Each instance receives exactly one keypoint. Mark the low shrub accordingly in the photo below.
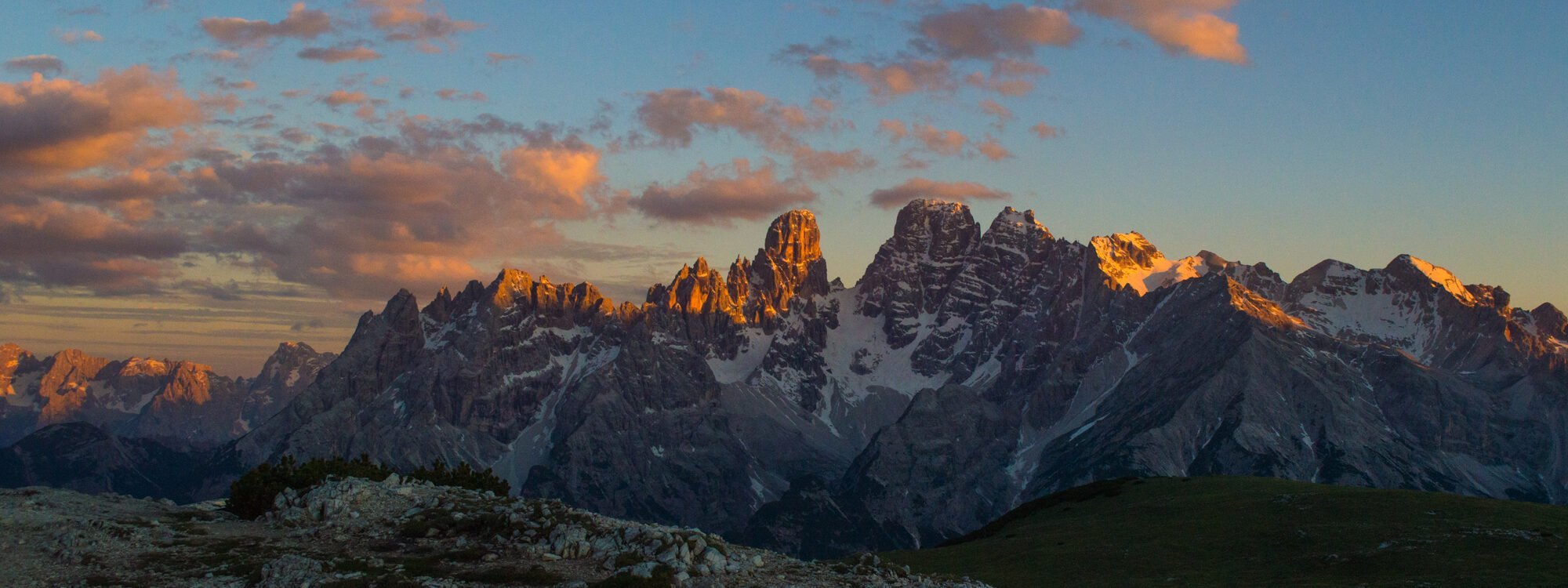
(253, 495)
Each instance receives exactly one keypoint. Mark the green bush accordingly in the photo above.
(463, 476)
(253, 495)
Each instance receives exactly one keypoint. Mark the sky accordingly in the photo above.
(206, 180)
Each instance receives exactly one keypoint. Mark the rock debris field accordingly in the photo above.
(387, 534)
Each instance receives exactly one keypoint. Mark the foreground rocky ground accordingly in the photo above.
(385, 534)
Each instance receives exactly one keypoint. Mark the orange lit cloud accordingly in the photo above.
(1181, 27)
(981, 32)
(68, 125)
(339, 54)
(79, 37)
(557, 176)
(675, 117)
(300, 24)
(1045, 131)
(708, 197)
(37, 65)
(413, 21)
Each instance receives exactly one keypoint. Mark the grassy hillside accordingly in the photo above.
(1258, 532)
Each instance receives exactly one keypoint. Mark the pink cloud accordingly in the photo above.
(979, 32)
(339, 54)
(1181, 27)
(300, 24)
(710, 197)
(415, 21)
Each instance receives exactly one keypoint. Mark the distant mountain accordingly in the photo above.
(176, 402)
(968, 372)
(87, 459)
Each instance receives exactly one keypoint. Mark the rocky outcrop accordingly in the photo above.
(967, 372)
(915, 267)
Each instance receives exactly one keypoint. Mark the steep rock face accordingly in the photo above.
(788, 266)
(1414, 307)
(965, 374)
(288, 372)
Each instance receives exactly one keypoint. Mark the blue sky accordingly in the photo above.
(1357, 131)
============================================================
What should appear is an exact copy of the lines from the one with "Each instance receives exactly one keypoint. Mark the blue" through the end of the entries above, ends included, and no other text.

#### Answer:
Each instance receives exactly one keypoint. Mark the blue sky accordingly in the photo above.
(1357, 131)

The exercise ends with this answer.